◆ **PASSAGE PROVIDED**:

-*-

Experimental immunology
Does the contamination of dendritic cells by lymphocytes skew the differentiation of monocytes into macrophages? A pilot study

Immunotherapy based on dendritic cells is currently a very promising therapy for cancer. Methods for the generation of dendritic cells (DCs) in vitro are now being widely investigated. The cellular composition of the culture and functional ability of generated DCs is strongly dependent on precursor cells, culture micro-environment and the type of maturation stimuli. The aim of our study was to investigate the influence of different factors on the differentiation of peripheral blood monocytes into DCs or macrophages. Dendritic cells were generated from adherent monocytes in RPMI medium supplemented with rhGM-CSF, rhIL-4, and autologous serum of lung cancer patients (n=14) and from healthy donors (n=14). The phenotype and morphology of the cultured cells were established in a flow cytometer, as well as by light and confocal microscopy. The level of lymphocyte contamination in the cultures was about 20% in non-small cell lung cancer (NSCLC) patients and 30% in healthy donors. Despite high levels of IL-6 and IL-10 in autologous serum, the monocytes in the NSCLC patients differentiated efficiently in immature DCs CDla+/CD14low or CD1a+/CD14-. The expression of CD14 antigen and percentage of CD14bright cells (macrophages) were significantly higher in cultures from the healthy donors compared to cultures from NSCLC patients. The high number of macrophages was visualized by light and confocal microscopy. The functional status of monocytes and/or cytokines released by lymphocytes during the generation of DCs could modify the differentiation of monocytes into macrophages or DCs.

-*-

◆ **PROVIDED DATA**:

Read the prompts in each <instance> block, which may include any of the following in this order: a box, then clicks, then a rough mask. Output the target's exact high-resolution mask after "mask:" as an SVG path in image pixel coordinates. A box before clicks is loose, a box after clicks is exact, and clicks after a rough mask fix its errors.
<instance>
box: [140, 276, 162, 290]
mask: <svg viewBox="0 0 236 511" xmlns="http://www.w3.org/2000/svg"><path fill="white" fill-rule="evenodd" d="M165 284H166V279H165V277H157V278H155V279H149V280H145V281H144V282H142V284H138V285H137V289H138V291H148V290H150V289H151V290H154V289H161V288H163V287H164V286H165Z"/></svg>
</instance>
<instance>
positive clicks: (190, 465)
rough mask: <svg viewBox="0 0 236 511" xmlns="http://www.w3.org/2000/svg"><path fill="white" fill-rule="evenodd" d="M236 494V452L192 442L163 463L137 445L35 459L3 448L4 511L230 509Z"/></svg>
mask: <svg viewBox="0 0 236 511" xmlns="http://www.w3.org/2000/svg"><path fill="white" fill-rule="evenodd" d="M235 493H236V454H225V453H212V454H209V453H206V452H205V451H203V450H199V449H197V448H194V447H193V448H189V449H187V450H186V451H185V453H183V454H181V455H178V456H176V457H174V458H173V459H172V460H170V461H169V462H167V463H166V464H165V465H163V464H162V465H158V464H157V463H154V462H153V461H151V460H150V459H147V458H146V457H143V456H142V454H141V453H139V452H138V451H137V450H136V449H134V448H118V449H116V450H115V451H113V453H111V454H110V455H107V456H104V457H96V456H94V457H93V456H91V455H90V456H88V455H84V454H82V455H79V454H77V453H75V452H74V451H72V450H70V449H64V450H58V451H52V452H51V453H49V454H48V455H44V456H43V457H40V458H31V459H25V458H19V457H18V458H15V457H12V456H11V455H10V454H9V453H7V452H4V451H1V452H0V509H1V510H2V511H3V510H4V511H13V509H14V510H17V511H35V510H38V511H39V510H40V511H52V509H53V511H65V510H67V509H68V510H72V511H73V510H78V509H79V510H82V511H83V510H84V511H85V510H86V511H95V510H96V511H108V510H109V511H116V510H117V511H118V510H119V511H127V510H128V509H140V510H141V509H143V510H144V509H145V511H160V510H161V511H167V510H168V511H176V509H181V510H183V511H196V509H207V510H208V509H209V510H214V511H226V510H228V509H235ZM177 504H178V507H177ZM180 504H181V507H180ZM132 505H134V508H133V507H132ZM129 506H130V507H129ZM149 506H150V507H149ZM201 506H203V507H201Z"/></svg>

-*-

◆ **REQUIRED WORK**:
- A) List the factors on which the dendritic cell study abstract says the cellular composition of the culture and the functional ability of generated DCs strongly depend.
- B) In the dendritic cell study abstract, what level of lymphocyte contamination was found in the cultures from non-small cell lung cancer patients?
- C) For each statement, say whether it agrees with the dendritic cell study abstract. Answer yes or no and quote the words that decide it.
(i) The percentage of macrophages was significantly higher in cultures from healthy donors than in cultures from NSCLC patients.
(ii) The dendritic cells were generated from non-adherent lymphocytes.
(iii) The autologous serum of the NSCLC patients contained low levels of IL-6 and IL-10.

◆ **SOLUTIONS TO THE PROBLEMS**:
- A)
- Precursor cells
- Culture micro-environment
- The type of maturation stimuli

- B) About 20%.

- C)
(i) Yes: "The expression of CD14 antigen and percentage of CD14bright cells (macrophages) were significantly higher in cultures from the healthy donors compared to cultures from NSCLC patients."
(ii) No: "Dendritic cells were generated from adherent monocytes"
(iii) No: "Despite high levels of IL-6 and IL-10 in autologous serum"